PROVIDED INFORMATION: Begin

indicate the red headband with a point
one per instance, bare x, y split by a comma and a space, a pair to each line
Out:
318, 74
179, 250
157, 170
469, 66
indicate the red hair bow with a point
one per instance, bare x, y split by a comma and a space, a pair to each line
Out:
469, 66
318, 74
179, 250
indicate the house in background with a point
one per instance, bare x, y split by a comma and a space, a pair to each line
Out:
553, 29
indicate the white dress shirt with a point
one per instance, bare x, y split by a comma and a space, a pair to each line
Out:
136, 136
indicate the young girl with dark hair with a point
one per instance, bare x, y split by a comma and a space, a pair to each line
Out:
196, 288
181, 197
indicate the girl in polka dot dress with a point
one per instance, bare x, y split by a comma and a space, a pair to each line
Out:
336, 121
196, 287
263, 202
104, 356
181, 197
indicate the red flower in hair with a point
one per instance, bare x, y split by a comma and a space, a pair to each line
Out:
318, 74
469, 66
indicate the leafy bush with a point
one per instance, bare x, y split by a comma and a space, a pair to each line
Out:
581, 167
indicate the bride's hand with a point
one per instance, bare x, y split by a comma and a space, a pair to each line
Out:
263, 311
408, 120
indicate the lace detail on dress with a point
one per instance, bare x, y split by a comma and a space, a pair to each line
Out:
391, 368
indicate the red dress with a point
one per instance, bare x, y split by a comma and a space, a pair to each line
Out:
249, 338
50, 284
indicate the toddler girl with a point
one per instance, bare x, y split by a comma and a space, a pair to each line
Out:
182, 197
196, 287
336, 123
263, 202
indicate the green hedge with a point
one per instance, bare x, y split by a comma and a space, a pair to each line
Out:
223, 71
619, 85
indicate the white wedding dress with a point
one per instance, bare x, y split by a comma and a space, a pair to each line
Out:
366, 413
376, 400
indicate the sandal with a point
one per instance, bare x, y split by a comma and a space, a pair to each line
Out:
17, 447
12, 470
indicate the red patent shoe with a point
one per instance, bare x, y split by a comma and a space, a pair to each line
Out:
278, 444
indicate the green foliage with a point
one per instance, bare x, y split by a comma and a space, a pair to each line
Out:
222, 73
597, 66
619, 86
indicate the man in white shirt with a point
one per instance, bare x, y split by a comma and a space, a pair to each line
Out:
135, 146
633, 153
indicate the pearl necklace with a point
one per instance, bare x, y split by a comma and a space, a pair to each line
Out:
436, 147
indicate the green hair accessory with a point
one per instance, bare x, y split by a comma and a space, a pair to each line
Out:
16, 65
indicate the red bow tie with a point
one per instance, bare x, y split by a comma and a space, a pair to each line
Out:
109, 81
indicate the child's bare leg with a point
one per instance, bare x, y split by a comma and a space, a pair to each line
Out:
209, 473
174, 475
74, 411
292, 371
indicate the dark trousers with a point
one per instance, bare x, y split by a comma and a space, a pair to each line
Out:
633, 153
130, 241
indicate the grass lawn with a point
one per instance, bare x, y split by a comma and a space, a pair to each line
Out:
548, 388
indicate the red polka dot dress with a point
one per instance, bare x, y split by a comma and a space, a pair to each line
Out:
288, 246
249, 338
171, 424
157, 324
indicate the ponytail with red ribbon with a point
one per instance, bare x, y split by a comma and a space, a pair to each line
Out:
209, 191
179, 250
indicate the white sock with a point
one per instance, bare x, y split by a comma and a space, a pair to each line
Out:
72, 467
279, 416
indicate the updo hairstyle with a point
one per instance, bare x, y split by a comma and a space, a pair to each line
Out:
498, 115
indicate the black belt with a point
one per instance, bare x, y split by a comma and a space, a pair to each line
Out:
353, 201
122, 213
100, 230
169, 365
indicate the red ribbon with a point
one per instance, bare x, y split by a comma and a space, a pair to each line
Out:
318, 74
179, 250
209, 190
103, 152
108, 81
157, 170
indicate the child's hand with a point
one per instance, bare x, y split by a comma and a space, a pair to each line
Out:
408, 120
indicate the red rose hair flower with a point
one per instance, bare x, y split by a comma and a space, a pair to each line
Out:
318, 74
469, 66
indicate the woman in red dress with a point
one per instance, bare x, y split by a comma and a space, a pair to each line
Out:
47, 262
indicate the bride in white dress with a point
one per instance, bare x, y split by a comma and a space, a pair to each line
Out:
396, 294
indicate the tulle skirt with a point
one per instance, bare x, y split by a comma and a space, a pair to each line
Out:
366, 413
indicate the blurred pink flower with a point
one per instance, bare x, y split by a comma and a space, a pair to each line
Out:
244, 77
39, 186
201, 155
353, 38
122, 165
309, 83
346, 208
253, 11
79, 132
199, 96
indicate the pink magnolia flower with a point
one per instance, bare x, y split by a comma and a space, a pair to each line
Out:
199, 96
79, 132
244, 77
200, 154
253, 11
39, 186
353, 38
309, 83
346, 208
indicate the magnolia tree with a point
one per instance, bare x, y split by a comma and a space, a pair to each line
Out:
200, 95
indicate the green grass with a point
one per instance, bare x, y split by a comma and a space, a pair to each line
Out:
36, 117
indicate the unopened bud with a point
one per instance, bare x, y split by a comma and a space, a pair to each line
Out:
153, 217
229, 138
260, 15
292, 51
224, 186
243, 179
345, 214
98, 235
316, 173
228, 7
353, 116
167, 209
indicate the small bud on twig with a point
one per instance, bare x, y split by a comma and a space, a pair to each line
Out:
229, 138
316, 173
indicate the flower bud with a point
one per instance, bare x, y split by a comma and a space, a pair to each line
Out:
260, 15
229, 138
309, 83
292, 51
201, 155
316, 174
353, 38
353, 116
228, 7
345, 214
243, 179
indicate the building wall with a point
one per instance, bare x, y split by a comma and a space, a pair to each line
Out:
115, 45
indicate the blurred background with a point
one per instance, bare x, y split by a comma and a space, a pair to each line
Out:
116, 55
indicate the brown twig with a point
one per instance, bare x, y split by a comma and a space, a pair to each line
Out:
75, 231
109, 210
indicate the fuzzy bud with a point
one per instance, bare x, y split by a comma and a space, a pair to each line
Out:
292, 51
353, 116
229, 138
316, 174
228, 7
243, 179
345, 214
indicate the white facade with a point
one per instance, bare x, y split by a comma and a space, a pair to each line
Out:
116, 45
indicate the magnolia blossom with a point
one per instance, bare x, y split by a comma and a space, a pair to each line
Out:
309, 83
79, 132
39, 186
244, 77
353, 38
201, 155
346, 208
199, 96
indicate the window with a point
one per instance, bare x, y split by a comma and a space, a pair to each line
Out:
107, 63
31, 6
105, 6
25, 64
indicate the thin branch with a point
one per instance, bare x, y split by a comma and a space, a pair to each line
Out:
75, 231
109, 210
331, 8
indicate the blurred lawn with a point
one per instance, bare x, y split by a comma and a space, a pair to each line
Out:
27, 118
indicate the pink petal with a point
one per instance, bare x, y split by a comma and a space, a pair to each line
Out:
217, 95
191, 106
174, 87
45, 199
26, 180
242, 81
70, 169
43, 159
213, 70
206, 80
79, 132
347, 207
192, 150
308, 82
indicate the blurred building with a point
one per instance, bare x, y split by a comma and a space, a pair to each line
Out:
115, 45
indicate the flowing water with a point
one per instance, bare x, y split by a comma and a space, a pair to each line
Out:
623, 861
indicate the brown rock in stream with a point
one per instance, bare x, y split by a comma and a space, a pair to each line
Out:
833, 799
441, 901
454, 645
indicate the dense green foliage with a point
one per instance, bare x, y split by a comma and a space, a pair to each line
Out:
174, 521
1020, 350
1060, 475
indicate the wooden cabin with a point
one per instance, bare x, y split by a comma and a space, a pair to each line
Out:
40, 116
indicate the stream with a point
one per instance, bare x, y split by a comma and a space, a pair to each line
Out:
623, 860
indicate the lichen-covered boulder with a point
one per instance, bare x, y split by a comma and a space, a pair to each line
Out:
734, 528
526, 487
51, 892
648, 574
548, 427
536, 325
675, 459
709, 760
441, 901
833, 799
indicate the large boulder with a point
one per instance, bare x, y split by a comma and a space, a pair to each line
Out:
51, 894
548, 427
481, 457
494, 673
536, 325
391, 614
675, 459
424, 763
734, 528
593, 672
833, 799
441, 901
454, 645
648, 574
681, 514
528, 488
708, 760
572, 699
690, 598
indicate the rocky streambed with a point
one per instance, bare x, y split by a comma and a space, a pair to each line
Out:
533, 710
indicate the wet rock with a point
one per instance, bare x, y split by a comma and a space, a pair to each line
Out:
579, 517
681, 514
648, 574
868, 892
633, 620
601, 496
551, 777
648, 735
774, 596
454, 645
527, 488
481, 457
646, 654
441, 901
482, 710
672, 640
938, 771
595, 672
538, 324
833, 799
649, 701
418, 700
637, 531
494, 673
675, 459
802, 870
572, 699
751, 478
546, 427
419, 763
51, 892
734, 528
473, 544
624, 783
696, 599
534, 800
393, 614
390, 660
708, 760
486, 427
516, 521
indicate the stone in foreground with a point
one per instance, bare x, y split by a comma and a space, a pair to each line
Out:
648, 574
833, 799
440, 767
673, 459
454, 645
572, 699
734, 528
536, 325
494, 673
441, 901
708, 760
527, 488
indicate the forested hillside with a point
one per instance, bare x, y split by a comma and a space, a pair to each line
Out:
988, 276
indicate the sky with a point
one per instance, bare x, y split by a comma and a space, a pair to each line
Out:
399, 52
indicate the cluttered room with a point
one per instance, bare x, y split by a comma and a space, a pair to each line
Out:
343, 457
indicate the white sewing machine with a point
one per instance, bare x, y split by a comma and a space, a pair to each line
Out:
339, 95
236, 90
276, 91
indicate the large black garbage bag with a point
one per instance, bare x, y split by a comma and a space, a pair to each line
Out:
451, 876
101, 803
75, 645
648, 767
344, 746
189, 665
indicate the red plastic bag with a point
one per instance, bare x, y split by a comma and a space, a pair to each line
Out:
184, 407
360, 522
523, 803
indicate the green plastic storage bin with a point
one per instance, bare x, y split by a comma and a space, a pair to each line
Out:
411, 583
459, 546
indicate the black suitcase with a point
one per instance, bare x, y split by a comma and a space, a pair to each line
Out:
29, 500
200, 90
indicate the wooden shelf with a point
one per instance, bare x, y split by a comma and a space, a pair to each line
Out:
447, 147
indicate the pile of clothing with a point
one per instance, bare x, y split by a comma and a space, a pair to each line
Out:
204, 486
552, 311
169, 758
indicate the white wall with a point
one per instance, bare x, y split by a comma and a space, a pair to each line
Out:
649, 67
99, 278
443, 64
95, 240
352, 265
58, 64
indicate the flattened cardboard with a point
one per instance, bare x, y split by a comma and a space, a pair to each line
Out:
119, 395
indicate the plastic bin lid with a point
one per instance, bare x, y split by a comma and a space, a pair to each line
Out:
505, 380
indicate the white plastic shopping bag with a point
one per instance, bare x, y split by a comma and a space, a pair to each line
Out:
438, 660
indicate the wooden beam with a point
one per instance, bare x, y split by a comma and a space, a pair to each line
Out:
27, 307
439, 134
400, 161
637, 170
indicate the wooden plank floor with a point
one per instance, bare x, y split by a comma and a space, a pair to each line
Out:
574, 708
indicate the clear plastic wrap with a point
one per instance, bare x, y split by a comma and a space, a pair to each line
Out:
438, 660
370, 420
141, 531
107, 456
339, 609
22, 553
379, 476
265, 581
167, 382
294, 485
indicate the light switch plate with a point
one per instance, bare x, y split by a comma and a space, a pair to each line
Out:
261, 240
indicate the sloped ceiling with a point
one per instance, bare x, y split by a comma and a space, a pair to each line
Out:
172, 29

PROVIDED INFORMATION: End

## YOUR OBJECTIVE
Copy, please, exactly the lines that start at the first line of the data and end at the line containing "indicate the white wedding dress with a point", both kept and no others.

## EXERCISE OUTPUT
indicate the red headband with a point
one per instance, bare x, y split by a comma and a space, a pair to each line
Out:
318, 74
179, 250
157, 170
469, 66
indicate the red hair bow with a point
one per instance, bare x, y split by a comma and a space, a pair to each line
Out:
469, 66
318, 74
179, 250
indicate the house in background with a point
one per instance, bare x, y split by a comma and a space, a pair to each line
Out:
553, 29
indicate the white dress shirt with a point
one per instance, bare x, y split by a comma and a space, a pair to each line
Out:
136, 136
indicate the young girl with dark hair with a point
one per instance, bare x, y split by a comma and a space, a pair to each line
Out:
196, 288
181, 197
indicate the girl in polka dot dress with a point
one per instance, bare x, y split by a comma and a space, a pair to each line
Out:
336, 121
196, 287
263, 202
104, 356
181, 197
indicate the red flower in hair with a point
one per instance, bare x, y split by a comma and a space, a pair to each line
Out:
318, 74
469, 66
indicate the leafy bush with a point
one per instance, bare x, y split by a comma and a space, a pair to each line
Out:
581, 167
indicate the bride's hand with a point
one per instance, bare x, y split by a comma and a space, a pair to each line
Out:
263, 311
408, 120
indicate the lace detail on dress with a point
one per instance, bare x, y split by a comma and a space, a pair to each line
Out:
391, 368
indicate the red dress with a point
one per instance, bare x, y split by a comma and a space, a pair to each line
Out:
249, 338
50, 284
indicate the toddler girl with a point
one per instance, bare x, y split by a comma and a space, a pair to each line
Out:
182, 197
196, 287
336, 123
263, 202
indicate the green hedge with a point
one per instance, bare x, y split by a comma and a space, a pair to each line
Out:
223, 71
619, 85
indicate the white wedding dress with a point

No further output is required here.